··· DATASET ···
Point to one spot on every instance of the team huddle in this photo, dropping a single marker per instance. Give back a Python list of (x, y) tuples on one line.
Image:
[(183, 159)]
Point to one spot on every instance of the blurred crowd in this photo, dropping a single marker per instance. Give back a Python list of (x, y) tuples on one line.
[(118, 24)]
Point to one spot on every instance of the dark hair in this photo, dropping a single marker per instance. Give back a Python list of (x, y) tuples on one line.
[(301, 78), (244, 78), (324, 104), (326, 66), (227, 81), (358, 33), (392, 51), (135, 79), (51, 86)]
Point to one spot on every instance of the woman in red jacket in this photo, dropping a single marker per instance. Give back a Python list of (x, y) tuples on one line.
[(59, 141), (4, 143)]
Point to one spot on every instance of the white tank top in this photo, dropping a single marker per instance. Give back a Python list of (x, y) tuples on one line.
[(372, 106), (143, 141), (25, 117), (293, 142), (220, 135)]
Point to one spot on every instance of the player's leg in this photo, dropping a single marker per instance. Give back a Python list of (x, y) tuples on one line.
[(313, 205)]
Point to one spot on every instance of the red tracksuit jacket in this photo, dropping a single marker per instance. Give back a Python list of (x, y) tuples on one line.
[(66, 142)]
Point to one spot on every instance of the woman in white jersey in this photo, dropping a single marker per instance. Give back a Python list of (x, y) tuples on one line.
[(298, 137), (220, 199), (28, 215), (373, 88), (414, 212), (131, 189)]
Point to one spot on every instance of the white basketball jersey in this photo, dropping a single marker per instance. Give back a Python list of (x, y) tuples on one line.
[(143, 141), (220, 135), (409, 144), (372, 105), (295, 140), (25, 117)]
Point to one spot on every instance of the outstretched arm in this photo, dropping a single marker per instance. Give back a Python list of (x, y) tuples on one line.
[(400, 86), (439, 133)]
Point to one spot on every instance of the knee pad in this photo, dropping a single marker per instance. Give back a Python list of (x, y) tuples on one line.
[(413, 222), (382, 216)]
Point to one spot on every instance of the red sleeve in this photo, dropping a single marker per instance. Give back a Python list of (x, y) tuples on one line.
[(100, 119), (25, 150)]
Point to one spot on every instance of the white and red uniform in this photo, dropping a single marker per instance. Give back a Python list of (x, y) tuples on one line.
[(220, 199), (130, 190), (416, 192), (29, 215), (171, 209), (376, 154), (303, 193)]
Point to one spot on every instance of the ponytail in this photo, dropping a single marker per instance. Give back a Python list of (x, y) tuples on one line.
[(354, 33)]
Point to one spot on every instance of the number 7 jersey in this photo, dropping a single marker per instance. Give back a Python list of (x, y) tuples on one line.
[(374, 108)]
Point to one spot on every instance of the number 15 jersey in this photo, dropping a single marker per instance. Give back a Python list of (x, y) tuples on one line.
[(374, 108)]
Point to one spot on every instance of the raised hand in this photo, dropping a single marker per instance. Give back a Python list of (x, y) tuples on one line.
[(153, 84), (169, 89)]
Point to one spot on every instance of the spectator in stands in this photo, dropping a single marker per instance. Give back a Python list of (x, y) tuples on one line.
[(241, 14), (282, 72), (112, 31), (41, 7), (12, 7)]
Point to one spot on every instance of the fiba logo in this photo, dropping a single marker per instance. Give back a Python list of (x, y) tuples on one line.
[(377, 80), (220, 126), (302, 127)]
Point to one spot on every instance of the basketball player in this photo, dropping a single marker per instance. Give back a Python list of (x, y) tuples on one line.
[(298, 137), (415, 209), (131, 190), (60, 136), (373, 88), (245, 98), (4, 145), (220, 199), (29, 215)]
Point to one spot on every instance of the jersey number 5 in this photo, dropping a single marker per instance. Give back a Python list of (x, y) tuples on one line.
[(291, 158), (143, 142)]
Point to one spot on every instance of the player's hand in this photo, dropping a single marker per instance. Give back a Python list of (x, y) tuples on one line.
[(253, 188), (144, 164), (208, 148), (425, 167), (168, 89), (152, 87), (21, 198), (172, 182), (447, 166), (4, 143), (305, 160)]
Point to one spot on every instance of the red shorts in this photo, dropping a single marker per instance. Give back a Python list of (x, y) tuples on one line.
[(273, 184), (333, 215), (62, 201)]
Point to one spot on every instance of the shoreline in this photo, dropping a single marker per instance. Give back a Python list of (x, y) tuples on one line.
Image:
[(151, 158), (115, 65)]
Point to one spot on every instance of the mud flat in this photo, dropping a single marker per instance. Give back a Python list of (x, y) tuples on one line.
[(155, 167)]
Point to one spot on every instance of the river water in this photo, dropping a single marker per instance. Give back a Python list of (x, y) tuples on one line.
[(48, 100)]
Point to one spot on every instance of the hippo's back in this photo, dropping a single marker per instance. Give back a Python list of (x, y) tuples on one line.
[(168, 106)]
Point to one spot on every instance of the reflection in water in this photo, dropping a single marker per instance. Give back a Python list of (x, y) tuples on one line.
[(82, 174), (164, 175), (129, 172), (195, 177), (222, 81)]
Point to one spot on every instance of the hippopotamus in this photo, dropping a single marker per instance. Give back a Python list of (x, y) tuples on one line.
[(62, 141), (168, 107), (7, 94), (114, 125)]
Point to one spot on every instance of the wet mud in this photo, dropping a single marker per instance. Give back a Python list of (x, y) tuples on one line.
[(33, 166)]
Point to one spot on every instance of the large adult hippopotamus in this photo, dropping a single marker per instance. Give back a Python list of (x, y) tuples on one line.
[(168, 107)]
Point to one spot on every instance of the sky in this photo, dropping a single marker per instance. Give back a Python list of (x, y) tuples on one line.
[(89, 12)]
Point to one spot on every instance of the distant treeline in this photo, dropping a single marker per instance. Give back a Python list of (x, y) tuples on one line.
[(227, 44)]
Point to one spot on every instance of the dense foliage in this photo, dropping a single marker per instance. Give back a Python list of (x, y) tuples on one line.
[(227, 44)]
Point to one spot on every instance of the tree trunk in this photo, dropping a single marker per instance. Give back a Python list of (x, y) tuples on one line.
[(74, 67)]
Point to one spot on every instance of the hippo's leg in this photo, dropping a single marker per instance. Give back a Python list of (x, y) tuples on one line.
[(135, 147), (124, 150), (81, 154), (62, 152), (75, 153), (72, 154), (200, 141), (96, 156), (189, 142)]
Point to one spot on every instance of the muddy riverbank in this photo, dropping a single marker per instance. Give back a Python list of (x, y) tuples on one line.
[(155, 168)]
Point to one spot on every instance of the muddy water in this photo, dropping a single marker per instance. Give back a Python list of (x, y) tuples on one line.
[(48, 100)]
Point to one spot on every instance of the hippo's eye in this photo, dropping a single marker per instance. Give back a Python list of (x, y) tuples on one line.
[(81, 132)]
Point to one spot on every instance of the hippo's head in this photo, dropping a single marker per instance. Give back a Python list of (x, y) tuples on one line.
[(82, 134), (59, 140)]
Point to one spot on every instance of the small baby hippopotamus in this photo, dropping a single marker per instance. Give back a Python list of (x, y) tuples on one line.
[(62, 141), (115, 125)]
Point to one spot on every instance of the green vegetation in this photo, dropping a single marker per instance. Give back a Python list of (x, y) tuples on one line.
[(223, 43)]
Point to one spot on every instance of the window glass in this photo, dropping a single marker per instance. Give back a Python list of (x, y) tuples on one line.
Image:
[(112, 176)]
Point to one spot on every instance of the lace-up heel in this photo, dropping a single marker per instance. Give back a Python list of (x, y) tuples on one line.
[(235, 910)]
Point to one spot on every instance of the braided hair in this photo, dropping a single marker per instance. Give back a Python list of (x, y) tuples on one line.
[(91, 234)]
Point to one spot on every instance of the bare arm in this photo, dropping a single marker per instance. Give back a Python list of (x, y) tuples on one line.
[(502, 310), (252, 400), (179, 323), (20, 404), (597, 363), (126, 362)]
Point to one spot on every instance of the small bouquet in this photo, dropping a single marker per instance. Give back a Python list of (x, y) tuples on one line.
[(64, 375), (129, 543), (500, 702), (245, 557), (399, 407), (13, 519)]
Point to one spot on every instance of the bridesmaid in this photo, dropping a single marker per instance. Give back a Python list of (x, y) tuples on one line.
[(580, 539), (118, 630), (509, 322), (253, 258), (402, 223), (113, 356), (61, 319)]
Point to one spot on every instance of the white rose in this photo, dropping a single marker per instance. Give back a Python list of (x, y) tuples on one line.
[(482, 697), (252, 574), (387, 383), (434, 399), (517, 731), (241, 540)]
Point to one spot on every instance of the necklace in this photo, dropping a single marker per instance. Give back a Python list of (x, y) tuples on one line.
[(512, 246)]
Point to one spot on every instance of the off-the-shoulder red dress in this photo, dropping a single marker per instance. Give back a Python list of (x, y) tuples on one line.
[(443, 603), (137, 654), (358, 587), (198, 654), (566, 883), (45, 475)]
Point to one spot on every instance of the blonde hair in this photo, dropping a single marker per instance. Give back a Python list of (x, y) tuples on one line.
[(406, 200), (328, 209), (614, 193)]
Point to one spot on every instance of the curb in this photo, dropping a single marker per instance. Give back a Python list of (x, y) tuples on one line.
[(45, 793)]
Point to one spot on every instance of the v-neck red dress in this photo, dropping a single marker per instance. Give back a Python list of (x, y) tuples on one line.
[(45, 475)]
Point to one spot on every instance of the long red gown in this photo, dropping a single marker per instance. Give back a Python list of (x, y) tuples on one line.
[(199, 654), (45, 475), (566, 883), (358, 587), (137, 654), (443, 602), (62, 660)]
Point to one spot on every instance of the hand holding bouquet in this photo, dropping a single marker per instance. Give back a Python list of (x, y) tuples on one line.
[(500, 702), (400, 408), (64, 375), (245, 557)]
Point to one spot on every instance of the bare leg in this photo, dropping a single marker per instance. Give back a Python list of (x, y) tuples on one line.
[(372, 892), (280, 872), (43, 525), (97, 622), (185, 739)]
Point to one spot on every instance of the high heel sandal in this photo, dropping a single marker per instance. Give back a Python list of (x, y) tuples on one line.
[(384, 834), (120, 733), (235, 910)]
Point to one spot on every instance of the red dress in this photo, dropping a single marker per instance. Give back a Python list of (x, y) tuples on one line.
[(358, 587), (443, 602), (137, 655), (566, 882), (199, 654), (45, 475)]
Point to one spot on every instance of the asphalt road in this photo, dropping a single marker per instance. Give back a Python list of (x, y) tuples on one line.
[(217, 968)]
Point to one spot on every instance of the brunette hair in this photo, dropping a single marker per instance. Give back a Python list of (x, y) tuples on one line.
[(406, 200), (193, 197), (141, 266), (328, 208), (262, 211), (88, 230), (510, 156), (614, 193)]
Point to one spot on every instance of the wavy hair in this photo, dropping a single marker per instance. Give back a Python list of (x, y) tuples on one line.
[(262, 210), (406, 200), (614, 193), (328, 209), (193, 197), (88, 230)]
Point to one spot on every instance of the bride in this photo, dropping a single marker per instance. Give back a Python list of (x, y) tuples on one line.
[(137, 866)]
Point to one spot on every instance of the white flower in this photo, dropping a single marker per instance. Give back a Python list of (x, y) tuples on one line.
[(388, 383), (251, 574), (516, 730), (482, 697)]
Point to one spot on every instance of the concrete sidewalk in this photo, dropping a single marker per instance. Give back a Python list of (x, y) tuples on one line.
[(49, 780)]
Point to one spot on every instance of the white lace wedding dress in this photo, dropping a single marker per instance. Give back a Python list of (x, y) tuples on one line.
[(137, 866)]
···
## ACTIVITY:
Nothing but the lines from the one with "Point to one spot on every instance of the white lace" through the final line of the records above should appear, each copied exactly.

## EXERCISE RESPONSE:
Point to one spot on every instance of the white lace wedding dress in this photo, dropping a single marker per instance. Give back a Python list of (x, y) tuples on one line.
[(137, 866)]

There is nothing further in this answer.